“A huge explosion of humanity across the planet.”
Those were the words Dave Lim, founding curator of TEDxSingapore, had to describe the raw energy of the TEDx movement, at the opening of TEDxSingapore 2015: The Undiscovered Country.
And his words were appropriate enough: TEDxSingapore, an early product of that explosion, has itself mushroomed from its first event back in 2009. On Friday, 6th November, well over a thousand TEDx fans converged onto the striking Nanyang Auditorium. Against a stunning minimalist backdrop, eleven speakers made them laugh, cry, and sing, as they heard the speakers’ stories.
Twelve-year-old Dylan Soh delivered a thoughtful reading of The Big Red Dot, a book written by his father and illustrated by him. With unwavering confidence and wisdom beyond his years, he delighted and charmed the audience from the outset. Lonely Planet founder Tony Wheeler then recounted his story of travelling across the world in the early 1970s and arriving in Singapore in 1972. Ever the skilful raconteur, he held the audience captive with his account of how the first book in the Lonely Planet series was written right in Singapore, on a tiny table at the Palace Hotel, a small, now-defunct establishment on Jalan Besar.
Michelle Wan, co-curator of TEDxSingapore and our host for the afternoon, asked him if the planet was still lonely in an age of digital connectivity. Yes, he said. “It’s the only one out there in the galaxy.”
Some speakers explored the undiscovered country of the past. Archaeologist Noel Hidalgo Tan spoke about rock paintings in Southeast Asia that contain complex, fascinating stories about Singapore and the region. Michelle Lim, a ceramicist, shared her tale of stumbling upon the story of Singapore’s dragon kilns in the unlikeliest of places: in a discarded 1979 issue of a ceramics magazine at a university library in Australia. Michelle went on to rekindle dragon kiln pottery in Singapore, even convincing the government to protect the kilns.

• **EXERCISE OBJECTIVE**
Continue the account of TEDxSingapore 2015, picking up right after its last sentence about Michelle Lim and the dragon kilns.

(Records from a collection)
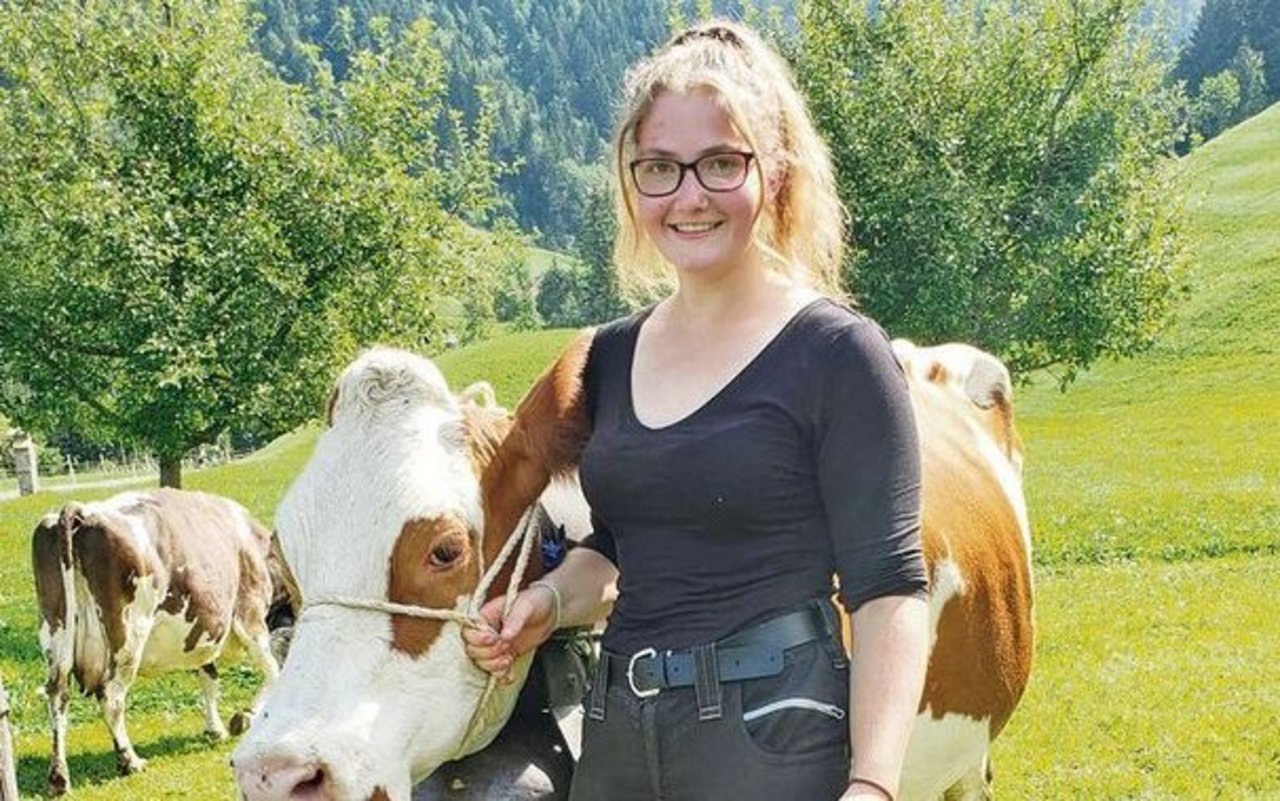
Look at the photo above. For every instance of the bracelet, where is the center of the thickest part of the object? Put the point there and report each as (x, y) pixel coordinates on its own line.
(874, 786)
(557, 604)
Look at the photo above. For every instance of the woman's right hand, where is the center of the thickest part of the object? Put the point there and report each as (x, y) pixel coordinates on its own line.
(496, 645)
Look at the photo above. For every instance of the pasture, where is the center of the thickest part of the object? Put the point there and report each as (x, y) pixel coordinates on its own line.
(1155, 495)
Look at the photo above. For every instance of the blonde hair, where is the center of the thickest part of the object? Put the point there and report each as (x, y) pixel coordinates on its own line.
(801, 232)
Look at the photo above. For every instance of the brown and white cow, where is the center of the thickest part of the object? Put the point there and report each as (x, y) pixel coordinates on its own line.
(977, 544)
(408, 484)
(146, 584)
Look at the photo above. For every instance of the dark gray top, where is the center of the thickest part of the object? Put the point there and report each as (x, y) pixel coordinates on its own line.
(803, 466)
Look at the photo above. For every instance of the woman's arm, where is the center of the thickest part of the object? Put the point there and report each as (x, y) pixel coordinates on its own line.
(584, 586)
(891, 639)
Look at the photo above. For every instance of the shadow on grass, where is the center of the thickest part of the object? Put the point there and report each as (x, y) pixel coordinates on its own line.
(99, 768)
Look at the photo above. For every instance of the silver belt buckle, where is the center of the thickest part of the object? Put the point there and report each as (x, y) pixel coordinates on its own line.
(649, 653)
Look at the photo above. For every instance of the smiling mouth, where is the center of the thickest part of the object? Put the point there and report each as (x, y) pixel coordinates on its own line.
(694, 228)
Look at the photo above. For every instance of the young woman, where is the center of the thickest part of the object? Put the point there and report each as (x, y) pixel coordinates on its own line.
(752, 438)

• **EXPECTED ANSWER**
Other speakers explored the undiscovered country of the future. Biologist and technologist Tan Tin Wee merges insights from stable, symbiotic cycles found in nature into the technology world, and laid out a vision for a Singapore that could be both technologically and environmentally progressive. Chief Executive of the Singapore’s Housing and Development Board (HDB) Cheong Koon Hean dived into the intricate and wonderful details of how technology is helping urban planners create Singapore’s homes of tomorrow.
Writer Gwee Li Sui made an important and persuasive case for celebrating Singlish: “a finished language has no future in a multicultural society, because a multicultural society resides between languages.” While doing so in his trademark style, he reduced the audience to fits of laughter, as did Marc Nair, who made as convincing a case for poetry in Singapore: “the beauty of the world is often seen in the smallest images.”
There weren’t many dry eyes in the audience after singer-songwriter Crystal Goh shared her inspiring story, while Inch Chua left us spellbound with her story set in Pulau Ubin, a place she calls “my version of the cabin in the woods.” Inch ended with an audience sing-along of one of her new songs, inspired by the sounds of mousedeer and birdsong.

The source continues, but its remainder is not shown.